#### Work instruction
All lines of the records below that contain the word "negative" must be listed.

#### Data for processing
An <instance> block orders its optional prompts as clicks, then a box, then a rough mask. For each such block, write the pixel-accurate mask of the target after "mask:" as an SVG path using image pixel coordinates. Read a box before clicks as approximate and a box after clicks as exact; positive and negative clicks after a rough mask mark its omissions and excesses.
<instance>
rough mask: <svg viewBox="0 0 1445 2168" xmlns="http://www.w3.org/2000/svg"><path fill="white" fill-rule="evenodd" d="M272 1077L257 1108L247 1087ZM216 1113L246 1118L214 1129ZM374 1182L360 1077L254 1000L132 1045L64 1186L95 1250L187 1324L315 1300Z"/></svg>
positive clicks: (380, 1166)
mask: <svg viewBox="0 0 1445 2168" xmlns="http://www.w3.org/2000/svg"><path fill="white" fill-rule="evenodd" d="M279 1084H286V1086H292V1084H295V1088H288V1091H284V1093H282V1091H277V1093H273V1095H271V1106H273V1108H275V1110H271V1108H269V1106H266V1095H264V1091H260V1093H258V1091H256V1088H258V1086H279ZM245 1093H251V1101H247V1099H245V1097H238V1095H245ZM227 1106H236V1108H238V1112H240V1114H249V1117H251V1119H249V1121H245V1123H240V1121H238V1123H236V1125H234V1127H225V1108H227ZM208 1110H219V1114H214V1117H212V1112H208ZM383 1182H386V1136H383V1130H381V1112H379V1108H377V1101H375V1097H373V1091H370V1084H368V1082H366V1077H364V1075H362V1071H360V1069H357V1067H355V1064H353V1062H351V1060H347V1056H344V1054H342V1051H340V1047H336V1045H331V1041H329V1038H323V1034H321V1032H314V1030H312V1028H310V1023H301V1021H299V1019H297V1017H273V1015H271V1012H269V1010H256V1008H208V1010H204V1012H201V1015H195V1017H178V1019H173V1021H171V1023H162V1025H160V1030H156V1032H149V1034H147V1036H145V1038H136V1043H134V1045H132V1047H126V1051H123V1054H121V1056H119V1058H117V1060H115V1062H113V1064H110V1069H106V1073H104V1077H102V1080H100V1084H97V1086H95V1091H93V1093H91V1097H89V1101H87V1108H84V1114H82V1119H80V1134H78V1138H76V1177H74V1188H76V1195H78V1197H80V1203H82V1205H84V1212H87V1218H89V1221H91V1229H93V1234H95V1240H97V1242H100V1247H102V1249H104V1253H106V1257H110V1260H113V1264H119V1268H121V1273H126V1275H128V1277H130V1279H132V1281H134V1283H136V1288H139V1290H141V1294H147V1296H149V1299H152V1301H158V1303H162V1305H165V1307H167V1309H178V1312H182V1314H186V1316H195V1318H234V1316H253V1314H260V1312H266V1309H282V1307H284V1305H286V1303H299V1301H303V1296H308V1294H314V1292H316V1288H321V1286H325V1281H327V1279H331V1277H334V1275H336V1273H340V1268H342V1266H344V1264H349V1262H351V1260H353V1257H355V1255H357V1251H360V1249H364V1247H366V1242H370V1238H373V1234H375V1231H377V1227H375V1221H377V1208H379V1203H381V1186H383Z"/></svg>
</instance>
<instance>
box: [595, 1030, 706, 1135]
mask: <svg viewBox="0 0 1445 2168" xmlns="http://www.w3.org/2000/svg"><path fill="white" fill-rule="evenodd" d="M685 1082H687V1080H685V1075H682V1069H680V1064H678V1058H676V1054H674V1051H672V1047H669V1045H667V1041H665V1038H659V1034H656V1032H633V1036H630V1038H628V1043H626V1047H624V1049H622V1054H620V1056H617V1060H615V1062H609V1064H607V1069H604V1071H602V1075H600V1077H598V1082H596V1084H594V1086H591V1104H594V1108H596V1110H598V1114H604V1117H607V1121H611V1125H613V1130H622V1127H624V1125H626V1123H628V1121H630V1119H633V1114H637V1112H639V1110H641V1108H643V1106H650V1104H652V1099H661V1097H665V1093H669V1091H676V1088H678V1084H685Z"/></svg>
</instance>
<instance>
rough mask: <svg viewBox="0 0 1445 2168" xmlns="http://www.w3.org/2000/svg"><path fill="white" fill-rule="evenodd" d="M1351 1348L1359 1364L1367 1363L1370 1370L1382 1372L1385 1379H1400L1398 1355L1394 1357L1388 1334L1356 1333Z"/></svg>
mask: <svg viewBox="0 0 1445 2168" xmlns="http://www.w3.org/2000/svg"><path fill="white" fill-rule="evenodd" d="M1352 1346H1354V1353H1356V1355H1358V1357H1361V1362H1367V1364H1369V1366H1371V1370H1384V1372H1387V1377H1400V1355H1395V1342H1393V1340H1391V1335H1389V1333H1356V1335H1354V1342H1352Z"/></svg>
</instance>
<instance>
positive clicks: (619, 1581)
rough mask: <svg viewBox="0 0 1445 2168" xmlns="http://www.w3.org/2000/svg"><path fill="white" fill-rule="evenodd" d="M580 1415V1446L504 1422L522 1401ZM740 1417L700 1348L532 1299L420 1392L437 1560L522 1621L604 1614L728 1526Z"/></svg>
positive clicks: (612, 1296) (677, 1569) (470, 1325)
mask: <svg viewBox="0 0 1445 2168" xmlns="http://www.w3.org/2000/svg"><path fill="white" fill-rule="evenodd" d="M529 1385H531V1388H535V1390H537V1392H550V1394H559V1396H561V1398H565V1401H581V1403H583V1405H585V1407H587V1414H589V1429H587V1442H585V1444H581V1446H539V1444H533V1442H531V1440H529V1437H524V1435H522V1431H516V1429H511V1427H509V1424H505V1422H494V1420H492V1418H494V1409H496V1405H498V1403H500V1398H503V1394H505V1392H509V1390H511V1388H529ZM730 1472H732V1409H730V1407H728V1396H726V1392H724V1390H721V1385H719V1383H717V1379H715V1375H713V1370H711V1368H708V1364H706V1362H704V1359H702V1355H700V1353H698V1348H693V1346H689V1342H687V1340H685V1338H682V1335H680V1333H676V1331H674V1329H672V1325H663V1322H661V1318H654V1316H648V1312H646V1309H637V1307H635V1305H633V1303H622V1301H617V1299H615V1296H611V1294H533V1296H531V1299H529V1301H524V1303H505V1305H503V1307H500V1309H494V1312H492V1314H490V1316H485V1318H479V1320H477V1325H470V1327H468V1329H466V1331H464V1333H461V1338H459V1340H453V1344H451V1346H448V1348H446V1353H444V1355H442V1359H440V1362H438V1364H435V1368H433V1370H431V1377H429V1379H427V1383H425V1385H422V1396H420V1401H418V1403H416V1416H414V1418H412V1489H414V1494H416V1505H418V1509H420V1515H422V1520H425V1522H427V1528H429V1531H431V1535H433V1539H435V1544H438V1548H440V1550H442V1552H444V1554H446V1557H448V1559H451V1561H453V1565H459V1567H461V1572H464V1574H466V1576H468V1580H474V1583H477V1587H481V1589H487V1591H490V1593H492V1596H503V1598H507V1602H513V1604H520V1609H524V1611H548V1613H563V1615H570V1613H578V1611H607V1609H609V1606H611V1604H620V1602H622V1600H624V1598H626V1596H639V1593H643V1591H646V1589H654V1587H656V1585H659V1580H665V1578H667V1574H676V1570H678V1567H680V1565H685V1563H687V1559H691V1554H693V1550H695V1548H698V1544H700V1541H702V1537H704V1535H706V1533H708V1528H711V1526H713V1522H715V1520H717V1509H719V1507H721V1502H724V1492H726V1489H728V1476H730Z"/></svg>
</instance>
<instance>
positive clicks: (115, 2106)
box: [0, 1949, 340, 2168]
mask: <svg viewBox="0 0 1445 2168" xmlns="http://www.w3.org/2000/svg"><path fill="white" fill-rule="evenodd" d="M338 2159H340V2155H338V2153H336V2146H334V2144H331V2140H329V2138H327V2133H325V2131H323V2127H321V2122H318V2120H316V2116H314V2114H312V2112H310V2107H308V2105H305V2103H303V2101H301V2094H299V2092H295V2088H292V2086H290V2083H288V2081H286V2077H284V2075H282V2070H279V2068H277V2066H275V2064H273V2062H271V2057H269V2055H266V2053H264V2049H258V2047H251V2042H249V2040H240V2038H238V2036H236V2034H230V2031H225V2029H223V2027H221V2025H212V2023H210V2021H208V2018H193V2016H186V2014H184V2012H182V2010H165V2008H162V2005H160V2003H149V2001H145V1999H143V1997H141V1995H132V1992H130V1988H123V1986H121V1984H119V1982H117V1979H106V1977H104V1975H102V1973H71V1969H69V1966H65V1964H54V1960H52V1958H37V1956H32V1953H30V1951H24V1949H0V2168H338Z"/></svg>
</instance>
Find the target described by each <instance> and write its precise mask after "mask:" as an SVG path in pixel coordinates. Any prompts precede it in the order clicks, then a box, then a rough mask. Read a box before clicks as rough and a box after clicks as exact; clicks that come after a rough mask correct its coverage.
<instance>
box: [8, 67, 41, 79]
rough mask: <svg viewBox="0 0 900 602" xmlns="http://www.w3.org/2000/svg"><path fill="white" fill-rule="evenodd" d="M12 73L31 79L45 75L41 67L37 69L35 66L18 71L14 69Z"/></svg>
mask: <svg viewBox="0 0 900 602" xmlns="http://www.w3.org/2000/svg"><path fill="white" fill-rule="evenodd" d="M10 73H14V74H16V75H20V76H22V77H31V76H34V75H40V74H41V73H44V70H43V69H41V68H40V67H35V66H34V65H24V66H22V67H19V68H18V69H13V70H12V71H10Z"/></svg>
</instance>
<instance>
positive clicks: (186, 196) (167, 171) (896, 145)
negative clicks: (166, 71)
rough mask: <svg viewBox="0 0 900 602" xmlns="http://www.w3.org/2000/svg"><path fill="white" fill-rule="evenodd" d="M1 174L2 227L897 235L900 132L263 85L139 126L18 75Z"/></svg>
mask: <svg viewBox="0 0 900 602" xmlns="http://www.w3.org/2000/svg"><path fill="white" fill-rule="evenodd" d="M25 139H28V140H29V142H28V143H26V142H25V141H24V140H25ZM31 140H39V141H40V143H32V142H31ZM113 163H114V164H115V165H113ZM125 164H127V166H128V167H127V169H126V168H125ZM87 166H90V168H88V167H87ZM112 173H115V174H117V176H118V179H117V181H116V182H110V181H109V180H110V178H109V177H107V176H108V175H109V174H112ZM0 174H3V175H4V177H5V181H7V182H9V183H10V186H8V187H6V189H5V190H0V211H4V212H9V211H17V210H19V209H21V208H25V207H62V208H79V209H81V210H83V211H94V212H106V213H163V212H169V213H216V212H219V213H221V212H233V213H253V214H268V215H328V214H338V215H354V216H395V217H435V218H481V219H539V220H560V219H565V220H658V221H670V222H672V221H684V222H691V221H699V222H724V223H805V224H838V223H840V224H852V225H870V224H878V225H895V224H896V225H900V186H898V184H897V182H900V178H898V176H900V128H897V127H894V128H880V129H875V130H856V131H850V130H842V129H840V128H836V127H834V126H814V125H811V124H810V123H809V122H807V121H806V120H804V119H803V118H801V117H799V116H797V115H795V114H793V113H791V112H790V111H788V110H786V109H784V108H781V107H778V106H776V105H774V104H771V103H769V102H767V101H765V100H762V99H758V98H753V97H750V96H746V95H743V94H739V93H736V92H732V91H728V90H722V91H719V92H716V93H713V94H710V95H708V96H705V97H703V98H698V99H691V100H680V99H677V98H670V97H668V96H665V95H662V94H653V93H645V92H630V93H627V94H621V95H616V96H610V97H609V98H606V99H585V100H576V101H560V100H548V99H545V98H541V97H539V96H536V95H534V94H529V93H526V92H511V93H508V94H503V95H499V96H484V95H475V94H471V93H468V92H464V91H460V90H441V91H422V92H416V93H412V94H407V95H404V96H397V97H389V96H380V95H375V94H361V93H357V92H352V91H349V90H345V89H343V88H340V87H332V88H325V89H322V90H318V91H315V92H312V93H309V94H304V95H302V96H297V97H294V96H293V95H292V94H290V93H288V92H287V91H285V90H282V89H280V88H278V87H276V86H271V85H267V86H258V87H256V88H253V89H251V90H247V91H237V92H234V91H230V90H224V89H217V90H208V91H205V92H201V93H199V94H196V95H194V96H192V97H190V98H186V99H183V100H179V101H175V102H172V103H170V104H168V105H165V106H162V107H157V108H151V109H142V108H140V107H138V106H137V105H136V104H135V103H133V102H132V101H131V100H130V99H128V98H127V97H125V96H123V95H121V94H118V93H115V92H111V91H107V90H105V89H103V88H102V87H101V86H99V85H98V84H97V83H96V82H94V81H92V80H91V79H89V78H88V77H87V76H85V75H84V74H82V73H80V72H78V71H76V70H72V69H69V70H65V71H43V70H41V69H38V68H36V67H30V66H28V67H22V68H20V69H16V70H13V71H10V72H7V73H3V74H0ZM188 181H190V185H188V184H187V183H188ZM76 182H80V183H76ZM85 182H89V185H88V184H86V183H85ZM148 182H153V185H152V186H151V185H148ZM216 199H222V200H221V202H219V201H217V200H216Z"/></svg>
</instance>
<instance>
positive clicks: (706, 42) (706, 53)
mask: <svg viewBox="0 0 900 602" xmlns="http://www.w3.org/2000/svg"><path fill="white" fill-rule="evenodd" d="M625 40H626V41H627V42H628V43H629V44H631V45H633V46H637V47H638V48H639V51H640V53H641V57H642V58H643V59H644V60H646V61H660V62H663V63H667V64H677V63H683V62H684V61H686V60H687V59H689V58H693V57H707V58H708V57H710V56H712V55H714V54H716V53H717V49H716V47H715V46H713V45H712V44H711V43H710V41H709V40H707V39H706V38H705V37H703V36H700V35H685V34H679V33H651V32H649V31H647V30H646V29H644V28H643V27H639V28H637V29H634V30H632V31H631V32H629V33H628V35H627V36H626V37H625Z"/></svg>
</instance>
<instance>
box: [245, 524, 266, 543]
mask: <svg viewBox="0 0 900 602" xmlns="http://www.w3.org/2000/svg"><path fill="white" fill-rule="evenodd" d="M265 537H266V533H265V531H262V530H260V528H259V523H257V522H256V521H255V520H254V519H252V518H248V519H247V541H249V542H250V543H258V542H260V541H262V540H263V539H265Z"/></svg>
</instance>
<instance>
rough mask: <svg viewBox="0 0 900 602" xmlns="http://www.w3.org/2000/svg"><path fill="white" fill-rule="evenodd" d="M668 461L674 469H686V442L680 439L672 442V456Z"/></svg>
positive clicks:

#### Reply
An <instance> block orders its optional prompts as clicks, then a box, then a rough mask. For each such block, write the pixel-accurate mask of the target after "mask:" as an SVG path using image pixel coordinates. Read a box before clicks as approximate and a box after clicks as exact; positive and negative clicks after a rough mask mark its omissions and excesses.
negative clicks: (166, 71)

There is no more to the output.